GIVEN INFORMATION below:

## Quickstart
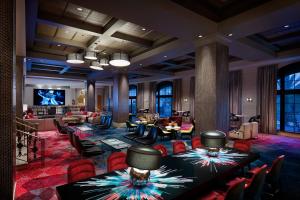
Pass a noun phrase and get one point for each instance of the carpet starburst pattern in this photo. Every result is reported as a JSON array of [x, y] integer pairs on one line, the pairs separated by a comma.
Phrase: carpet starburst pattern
[[119, 186], [199, 156]]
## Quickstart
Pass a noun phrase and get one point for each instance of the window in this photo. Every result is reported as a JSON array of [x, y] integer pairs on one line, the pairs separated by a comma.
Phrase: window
[[288, 99], [164, 99], [132, 99]]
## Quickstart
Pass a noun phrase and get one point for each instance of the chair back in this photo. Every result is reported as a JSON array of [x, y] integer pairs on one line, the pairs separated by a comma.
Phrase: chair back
[[102, 120], [254, 129], [236, 189], [196, 142], [255, 186], [179, 147], [163, 150], [80, 170], [140, 130], [244, 146], [273, 175], [116, 161]]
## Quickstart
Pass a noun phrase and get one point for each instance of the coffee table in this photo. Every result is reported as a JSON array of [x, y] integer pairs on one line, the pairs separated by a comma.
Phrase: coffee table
[[115, 143]]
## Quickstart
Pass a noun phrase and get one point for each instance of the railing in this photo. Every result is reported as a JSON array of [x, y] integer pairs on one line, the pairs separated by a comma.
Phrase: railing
[[29, 146]]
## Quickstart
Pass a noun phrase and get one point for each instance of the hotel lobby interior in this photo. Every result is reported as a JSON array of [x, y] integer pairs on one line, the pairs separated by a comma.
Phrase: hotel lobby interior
[[149, 99]]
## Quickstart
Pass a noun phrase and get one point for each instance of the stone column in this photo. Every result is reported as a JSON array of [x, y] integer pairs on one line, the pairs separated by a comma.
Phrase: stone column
[[212, 87], [19, 85], [90, 96], [120, 99], [7, 105]]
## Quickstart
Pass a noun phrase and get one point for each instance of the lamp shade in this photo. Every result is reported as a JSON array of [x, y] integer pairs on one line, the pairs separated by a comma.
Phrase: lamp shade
[[95, 65], [75, 58], [144, 158], [90, 55], [119, 60], [213, 139], [104, 62]]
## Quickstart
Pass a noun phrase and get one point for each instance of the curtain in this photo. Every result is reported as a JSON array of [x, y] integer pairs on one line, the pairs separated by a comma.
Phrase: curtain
[[140, 96], [235, 92], [192, 96], [177, 94], [266, 98], [152, 97]]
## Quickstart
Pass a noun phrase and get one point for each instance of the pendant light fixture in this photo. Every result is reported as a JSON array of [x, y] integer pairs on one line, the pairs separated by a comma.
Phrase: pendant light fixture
[[119, 59], [75, 58], [95, 65], [90, 55], [104, 62]]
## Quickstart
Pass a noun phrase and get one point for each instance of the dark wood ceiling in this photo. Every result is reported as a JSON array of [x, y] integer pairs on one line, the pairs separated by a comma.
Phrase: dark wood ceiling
[[218, 10], [281, 38]]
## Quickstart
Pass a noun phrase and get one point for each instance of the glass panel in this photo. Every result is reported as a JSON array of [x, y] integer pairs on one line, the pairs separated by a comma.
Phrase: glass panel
[[278, 112], [165, 106], [289, 82], [132, 91], [278, 84]]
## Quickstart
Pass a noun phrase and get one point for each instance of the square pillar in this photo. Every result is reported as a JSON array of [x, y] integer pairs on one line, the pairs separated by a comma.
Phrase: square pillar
[[90, 97], [212, 88], [8, 103], [120, 99]]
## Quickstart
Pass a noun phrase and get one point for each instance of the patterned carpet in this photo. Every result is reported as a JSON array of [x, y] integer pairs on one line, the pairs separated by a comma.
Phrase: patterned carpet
[[37, 182]]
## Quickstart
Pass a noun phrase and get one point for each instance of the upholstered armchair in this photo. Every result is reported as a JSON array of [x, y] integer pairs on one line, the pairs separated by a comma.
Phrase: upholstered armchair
[[243, 133]]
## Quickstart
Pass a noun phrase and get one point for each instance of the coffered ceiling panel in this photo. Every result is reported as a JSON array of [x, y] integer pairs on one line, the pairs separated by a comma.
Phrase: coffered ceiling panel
[[45, 29], [98, 18], [55, 7], [84, 38], [66, 33]]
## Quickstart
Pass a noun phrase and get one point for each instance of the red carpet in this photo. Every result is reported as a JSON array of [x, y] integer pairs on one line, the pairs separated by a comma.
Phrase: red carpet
[[37, 182]]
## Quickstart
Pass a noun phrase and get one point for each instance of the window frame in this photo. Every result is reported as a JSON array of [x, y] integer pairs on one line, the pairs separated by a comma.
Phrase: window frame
[[158, 96], [131, 98], [282, 92]]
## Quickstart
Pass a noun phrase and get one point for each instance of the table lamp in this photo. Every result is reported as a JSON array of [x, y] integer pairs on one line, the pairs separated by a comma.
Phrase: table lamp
[[213, 141], [142, 159]]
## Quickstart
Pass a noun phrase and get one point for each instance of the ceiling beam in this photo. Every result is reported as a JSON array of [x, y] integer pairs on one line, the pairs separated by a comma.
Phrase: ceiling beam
[[65, 69], [62, 22], [136, 40], [273, 14], [55, 75], [56, 41]]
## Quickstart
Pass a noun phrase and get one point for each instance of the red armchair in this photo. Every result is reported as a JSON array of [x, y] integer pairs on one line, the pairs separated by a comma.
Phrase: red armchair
[[235, 190], [116, 161], [241, 145], [179, 147], [80, 169], [196, 142], [162, 149]]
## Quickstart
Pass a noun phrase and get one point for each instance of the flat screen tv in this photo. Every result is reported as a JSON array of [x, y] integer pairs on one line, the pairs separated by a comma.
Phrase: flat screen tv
[[48, 97]]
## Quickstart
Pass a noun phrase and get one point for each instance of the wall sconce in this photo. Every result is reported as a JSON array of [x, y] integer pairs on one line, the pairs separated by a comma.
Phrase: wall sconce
[[249, 99]]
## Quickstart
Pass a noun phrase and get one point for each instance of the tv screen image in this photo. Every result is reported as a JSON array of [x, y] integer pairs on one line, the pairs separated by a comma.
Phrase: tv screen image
[[48, 97]]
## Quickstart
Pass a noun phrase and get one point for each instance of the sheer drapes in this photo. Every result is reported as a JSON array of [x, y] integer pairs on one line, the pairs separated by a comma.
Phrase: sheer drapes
[[192, 96], [266, 98], [140, 96], [152, 96], [235, 92], [177, 94]]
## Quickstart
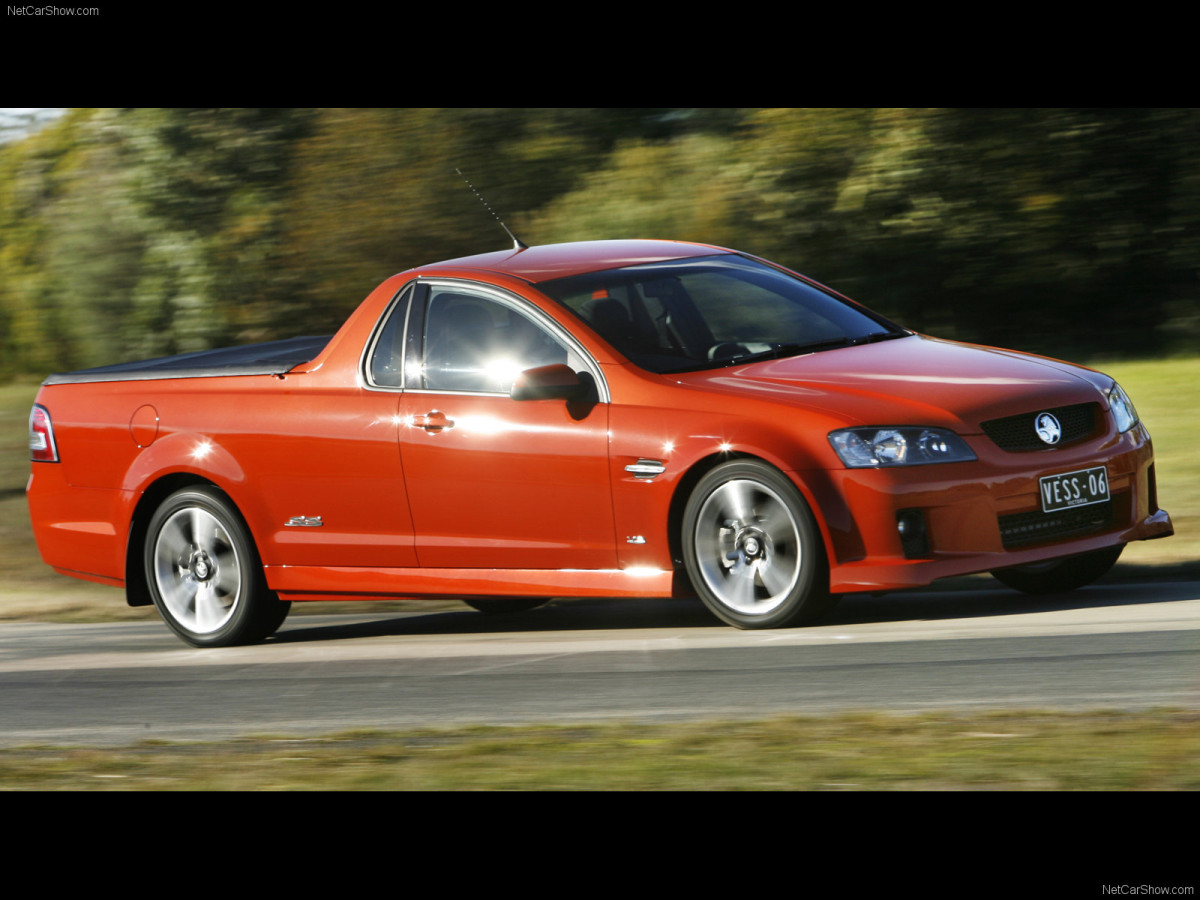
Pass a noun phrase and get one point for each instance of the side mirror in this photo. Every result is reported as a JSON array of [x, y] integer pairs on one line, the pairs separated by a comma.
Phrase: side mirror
[[556, 382]]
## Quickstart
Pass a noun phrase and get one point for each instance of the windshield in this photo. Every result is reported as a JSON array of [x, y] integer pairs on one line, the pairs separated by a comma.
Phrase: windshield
[[713, 311]]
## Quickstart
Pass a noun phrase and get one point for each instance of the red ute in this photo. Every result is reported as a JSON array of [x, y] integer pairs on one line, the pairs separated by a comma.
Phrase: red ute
[[605, 419]]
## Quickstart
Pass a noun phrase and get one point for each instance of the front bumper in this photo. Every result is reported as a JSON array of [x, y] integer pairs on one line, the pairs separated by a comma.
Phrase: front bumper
[[981, 515]]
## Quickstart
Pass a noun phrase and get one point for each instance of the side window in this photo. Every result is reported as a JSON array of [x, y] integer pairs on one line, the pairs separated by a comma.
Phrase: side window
[[477, 343], [387, 355]]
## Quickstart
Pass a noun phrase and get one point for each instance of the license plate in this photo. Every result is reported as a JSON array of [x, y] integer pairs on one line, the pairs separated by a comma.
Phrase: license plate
[[1074, 489]]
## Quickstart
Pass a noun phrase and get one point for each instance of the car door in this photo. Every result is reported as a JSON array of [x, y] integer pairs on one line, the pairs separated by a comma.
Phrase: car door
[[495, 481]]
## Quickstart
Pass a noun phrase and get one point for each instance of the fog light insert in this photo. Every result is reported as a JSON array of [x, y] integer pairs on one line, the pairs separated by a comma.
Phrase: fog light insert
[[913, 535]]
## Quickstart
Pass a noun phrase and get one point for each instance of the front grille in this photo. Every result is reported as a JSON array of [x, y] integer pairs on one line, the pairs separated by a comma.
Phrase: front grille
[[1017, 433], [1025, 528]]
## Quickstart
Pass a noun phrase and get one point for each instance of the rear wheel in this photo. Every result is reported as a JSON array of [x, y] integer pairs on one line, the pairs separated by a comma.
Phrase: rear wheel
[[1056, 576], [204, 574], [753, 549]]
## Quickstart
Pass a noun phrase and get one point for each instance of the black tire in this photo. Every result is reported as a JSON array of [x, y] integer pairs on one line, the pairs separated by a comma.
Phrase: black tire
[[753, 549], [204, 573], [1057, 576], [499, 605]]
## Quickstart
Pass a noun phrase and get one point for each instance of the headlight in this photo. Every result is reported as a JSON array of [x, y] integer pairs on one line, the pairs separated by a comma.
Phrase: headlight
[[1122, 408], [876, 448]]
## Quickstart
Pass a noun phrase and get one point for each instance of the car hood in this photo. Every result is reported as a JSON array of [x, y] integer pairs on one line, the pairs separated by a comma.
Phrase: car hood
[[911, 381]]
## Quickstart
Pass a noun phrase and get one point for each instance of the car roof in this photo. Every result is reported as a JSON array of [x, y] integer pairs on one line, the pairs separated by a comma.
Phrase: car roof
[[559, 261]]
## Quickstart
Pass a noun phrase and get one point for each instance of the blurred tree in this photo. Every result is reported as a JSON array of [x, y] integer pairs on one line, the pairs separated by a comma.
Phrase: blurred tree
[[138, 232]]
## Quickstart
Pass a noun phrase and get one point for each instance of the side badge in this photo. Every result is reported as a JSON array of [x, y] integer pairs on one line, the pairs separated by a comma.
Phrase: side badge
[[305, 522]]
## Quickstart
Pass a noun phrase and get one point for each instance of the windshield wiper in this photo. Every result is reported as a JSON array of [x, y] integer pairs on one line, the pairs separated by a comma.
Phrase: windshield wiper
[[796, 349], [793, 349]]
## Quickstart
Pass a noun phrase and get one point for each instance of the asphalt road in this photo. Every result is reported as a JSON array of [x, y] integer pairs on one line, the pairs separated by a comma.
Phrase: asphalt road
[[1115, 646]]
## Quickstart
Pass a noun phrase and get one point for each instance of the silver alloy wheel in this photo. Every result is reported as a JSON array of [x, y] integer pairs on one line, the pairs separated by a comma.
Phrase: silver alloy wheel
[[197, 570], [748, 547]]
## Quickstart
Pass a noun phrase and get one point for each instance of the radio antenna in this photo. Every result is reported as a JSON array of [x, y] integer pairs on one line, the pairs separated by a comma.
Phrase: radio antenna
[[516, 241]]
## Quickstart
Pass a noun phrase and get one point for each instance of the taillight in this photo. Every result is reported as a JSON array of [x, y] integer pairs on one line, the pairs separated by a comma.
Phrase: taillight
[[41, 436]]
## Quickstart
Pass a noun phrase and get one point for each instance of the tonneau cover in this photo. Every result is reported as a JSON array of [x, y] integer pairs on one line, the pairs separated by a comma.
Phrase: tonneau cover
[[273, 358]]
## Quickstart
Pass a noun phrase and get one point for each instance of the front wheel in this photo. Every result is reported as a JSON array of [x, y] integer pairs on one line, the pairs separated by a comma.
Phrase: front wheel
[[204, 574], [1057, 576], [753, 550]]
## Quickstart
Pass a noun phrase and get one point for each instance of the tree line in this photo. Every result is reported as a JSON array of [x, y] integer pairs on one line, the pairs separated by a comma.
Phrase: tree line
[[132, 233]]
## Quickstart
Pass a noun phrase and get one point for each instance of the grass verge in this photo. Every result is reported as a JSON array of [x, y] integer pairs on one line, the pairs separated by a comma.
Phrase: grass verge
[[1009, 751]]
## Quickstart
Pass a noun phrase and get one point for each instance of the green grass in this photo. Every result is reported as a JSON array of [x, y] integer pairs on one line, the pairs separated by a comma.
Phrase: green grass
[[1011, 751]]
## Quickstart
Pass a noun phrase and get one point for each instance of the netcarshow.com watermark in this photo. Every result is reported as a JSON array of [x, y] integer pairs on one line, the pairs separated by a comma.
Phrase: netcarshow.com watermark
[[30, 10], [1150, 889]]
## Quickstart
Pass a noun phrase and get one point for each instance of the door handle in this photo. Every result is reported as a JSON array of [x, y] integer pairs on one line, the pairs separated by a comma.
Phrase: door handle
[[433, 421]]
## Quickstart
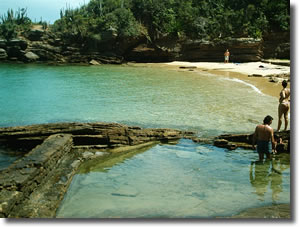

End of GIVEN INFORMATION.

> [EXERCISE PROMPT] Reproduce nothing but the lines from the line containing "of the grass" through the last line of the data above, exactly as written and without pictures.

> [OUTPUT FOR THIS EXERCISE]
Pass a noun phrase and get one point for each instance of the grass verge in this photo. Every result is reported as a JSON array of [x, y] integer pairs on one line, the pairs separated by a comma.
Phrase: grass verge
[[1009, 751]]
## Quickstart
Pass a noun phrase and get one point for each instance of the green grass in this photo. Every result is reported as a JSON array of [x, y] integer pairs on one line, the pairs separated by a comma.
Phrase: green grass
[[1011, 751]]
## Quickstart
Pass a noun phrase and get one point for each instance of the netcarshow.com watermark in this photo. Every result is reported as a JSON array of [x, y] integer pairs on one line, the pairs separated by a comma.
Phrase: netcarshow.com watermark
[[30, 10], [1150, 889]]
## Quickstart
Pass a noun phrase and get one point for each instance of the door handle in this photo. Every result is reported as a JSON array of [x, y] integer pairs on one line, the pairs separated by a comma.
Phrase: door handle
[[433, 421]]
## Quickstart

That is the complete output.